- 任务说明
1: 在关于半导体层掺杂区域的文段中,P-型Ⅲ-Ⅴ族半导体层第一掺杂区域位于哪两个电极之间?
2: 请从关于半导体层掺杂区域的文段的末句之后接着往下写。

- 所附文段
════════════════════
可选地,P-型Ⅲ-Ⅴ族半导体层包括不同掺杂浓度的调制区域,以形核层区域为中心,依次向外设置轻掺杂Ⅲ-Ⅴ族半导体层第一掺杂区域、P-型Ⅲ-Ⅴ族半导体层第一掺杂区域和P-型Ⅲ-Ⅴ族半导体层第二掺杂区域,轻掺杂Ⅲ-Ⅴ族半导体层第一掺杂区域上方形成漏电极,在P-型Ⅲ-Ⅴ族半导体层第二掺杂区域靠近P-型Ⅲ-Ⅴ族半导体层第一掺杂区域的部分,形成栅极叠层结构,即P-型Ⅲ-Ⅴ族半导体层第一掺杂区域位于漏电极和栅电极之间,P-型Ⅲ-Ⅴ族半导体层第一掺杂区域掺杂浓度可调,可改善栅电极下方靠近漏侧边的电场分布,P-型Ⅲ-Ⅴ族半导体层第二掺杂区域上方形成源电极。
════════════════════
- 所附条目
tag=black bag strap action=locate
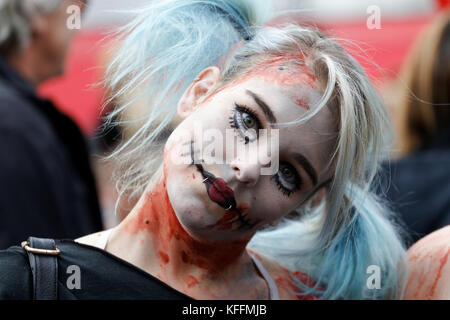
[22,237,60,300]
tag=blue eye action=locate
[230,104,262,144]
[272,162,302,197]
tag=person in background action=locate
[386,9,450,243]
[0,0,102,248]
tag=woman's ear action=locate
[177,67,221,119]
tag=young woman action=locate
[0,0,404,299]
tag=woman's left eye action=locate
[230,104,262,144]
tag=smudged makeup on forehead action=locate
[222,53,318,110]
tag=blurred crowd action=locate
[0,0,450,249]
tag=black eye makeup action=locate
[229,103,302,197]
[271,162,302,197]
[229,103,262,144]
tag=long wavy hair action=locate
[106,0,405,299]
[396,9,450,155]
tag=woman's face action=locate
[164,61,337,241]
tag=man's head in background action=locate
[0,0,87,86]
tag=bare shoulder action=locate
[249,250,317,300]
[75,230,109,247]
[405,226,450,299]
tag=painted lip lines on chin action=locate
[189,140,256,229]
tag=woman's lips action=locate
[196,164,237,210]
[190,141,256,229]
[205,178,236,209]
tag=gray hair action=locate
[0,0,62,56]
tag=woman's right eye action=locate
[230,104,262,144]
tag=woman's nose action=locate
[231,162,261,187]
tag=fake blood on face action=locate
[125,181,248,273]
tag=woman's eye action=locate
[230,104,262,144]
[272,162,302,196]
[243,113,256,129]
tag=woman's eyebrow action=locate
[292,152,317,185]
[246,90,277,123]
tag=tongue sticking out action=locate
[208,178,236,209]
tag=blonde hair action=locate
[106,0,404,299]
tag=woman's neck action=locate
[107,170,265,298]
════════════════════
- 各题答复
1: 位于漏电极和栅电极之间。

2:
可选地,P-型Ⅲ-Ⅴ族半导体层包括不同掺杂浓度的调制区域,以形核层区域为中心,依次向外设置轻掺杂Ⅲ-Ⅴ族半导体层第一掺杂区域、P-型Ⅲ-Ⅴ族半导体层第一掺杂区域、强P-型Ⅲ-Ⅴ族半导体层第一掺杂区域和P-型Ⅲ-Ⅴ族半导体层第二掺杂区域;轻掺杂Ⅲ-Ⅴ族半导体层第一掺杂区域上方设置漏电极,强P-型Ⅲ-Ⅴ族半导体层第一掺杂区域上方对应形成栅极叠层结构,P-型Ⅲ-Ⅴ族半导体层第一掺杂区域位于轻掺杂Ⅲ-Ⅴ族半导体层第一掺杂区域和强P-型Ⅲ-Ⅴ族半导体层第一掺杂区域之间,P-型Ⅲ-Ⅴ族半导体层第一掺杂 区域掺杂浓度可调,可改善栅电极下方靠近漏侧边的电场分布,P-型Ⅲ-Ⅴ族半导体层第二掺杂区域上方形成源电极。
可选地,源电极与P-型Ⅲ-Ⅴ族半导体层电接触时,源电极的部分区域与二维电子气接触且源电极的部分区域穿过沟道层与P-型Ⅲ-Ⅴ族半导体层直接接触。
可选地,源电极与二维电子气电接触时,与P-型Ⅲ-Ⅴ族半导体层接触的金属材料与源电极电连接,便于与源电极电位一体控制。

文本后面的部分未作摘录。